Provided records:
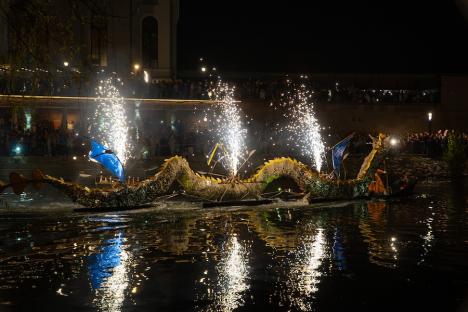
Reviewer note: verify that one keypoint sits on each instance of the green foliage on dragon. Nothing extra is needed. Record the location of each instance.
(176, 172)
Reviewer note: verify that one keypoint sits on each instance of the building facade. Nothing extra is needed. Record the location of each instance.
(120, 36)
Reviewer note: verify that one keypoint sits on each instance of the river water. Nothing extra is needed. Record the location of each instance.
(405, 254)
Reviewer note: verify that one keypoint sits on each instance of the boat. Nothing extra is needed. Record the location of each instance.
(176, 171)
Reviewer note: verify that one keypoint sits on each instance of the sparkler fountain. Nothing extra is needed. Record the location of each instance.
(303, 126)
(109, 124)
(110, 121)
(226, 126)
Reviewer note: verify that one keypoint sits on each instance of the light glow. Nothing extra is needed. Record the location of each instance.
(109, 124)
(226, 124)
(303, 127)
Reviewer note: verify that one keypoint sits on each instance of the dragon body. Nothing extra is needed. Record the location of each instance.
(176, 171)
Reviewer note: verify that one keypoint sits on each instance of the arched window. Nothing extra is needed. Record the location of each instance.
(149, 42)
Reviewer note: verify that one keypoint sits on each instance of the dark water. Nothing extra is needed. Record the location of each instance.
(409, 254)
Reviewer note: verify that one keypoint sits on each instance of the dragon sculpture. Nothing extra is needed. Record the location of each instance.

Directions for this task: Reproduce all of the entries above word for word, omitting the picture.

Response:
Reviewer note: verify that one keypoint sits on each instance of the green foliage on dragon. Nothing extra is needed. Record the location of each instance.
(176, 172)
Reviewer note: verify that one keypoint sits on each instance of the building facade. Nothing extra is needed. Record the location of each instance.
(120, 36)
Reviewer note: verify that one keypoint sits on each instance of the river water. Nothing extra is needed. Record the location of each instance.
(405, 254)
Reviewer note: verify that one keypoint sits on each instance of the boat. Nothing extra is needed. Record the location of each instance.
(176, 171)
Reviewer note: verify that one keypoint sits on each instance of the sparkler fountain. Nothing extra is needed. Record the location of each instance.
(303, 126)
(109, 124)
(110, 121)
(226, 126)
Reviewer note: verify that one keypoint sits on each instance of the light glow. Nothing extra is needed. Record the location of each instance.
(109, 124)
(226, 124)
(303, 127)
Reviewer note: verify that one keypoint sits on each instance of the dragon body. Nothing extra is needed. Record the location of each instance.
(176, 171)
Reviewer note: verify that one keypoint sits on each instance of the arched window. Nothing extra is needed. Record the location of each instance.
(149, 42)
Reviewer note: verify that one keypoint sits on each instance of the dark water. Nothing extra is needed. Record the location of each instance.
(409, 254)
Reviewer note: verify that one keypoint sits on each instance of the dragon sculpture. Nothing extra is needed. Record the location of each instance.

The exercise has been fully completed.